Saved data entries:
· · · ·

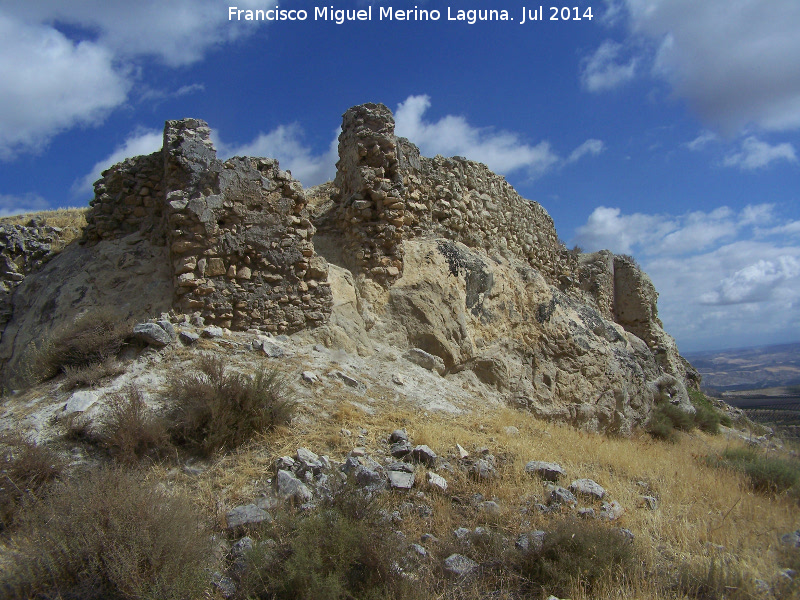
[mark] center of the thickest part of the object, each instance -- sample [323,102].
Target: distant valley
[748,368]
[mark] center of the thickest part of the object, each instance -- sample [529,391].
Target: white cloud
[140,142]
[702,140]
[602,70]
[177,33]
[17,205]
[49,83]
[756,154]
[590,147]
[285,143]
[735,63]
[451,135]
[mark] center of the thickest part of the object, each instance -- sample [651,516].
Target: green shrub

· · · ·

§ **What you have to do**
Can you rewrite all the records with "thickest part" changed to "widest part" and nothing else altered, leaving the pictures out?

§ **Exercise answer**
[mark] center of the widest part of the object, each instance -- sample [323,102].
Target: distant valley
[748,368]
[mark] center of the widest part of the object, each instance -- sample [529,391].
Target: white cloud
[140,142]
[702,140]
[602,70]
[177,33]
[17,205]
[49,83]
[756,154]
[590,147]
[285,143]
[735,63]
[451,135]
[mark] center of the widest part of the object, each instance -- sample [651,516].
Target: green shrub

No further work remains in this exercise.